— start Input —
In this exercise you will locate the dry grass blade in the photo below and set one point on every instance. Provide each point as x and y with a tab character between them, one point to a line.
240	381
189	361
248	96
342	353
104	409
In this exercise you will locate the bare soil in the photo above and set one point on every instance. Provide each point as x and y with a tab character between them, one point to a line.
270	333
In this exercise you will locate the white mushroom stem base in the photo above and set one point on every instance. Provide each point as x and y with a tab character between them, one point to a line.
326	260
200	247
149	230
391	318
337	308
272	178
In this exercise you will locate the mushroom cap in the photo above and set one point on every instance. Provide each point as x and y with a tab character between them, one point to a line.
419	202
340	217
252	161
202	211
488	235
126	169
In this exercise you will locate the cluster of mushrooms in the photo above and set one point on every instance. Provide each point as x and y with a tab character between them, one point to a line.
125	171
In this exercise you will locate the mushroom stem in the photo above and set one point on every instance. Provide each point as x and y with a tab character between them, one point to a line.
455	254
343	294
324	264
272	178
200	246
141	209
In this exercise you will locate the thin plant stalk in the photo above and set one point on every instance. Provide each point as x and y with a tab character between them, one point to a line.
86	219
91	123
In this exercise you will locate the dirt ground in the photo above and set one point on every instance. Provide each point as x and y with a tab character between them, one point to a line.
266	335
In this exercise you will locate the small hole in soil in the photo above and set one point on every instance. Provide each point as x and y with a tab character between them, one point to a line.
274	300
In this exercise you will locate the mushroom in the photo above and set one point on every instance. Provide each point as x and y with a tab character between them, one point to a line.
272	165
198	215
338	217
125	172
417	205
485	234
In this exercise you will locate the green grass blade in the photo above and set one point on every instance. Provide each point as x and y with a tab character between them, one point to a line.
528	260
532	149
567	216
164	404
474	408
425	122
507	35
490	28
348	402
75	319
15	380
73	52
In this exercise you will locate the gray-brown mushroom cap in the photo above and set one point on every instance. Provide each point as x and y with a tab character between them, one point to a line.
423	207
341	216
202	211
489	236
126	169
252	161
— end Input —
Could you give again exactly the lines from the line containing "In this exercise you will locate the mushroom cap" through the final line of the data above, and no others?

In this exercise you will locate the mushroom cap in the photo above and set one point on every instance. Provide each point as x and y with a tab character between them, one point to a line.
419	202
340	217
252	161
202	211
488	235
126	169
In this exercise you will locate the cluster of mushrooms in the photo above and set one point on every instance. Provide each point as x and y with a tab character between them, one point to a line.
125	171
In this exercise you will locate the mushroom stem in the photo above and set one point on every instance. Provide each point as x and y with a tab character between them, one point to a line.
455	254
343	294
324	264
272	178
200	246
141	209
In this exercise you will locate the thin plant stalk in the photo above and set one point on every instance. Provide each point as x and y with a tab character between them, one point to a line.
86	219
91	123
In this exercise you will locate the dirt ground in the photo above and set one point on every instance. Provide each point as x and y with a tab character between them, one point to a line.
266	335
In this exercise you will locate the small hole in soil in the photo above and set one point on every instance. Provide each point as x and y with a tab character between them, one point to a line.
274	300
In this exercise you will locate the mushroom in the photo above and set one point on every instance. Provide each point as x and y with a tab character between them, one point to a line.
272	165
198	215
338	217
125	172
417	205
485	234
In this exercise you will locate the green grass blade in the photo above and set one point on every instance. Provide each point as x and y with a tab character between them, one point to a line.
528	260
532	149
567	216
164	404
474	408
425	122
507	35
490	28
348	402
75	319
15	380
73	52
In this exercise you will locate the gray-brown mushroom cap in the photo above and set one point on every instance. Provide each point as x and y with a tab character between them, one point to a line.
423	207
341	216
202	211
489	236
126	169
252	161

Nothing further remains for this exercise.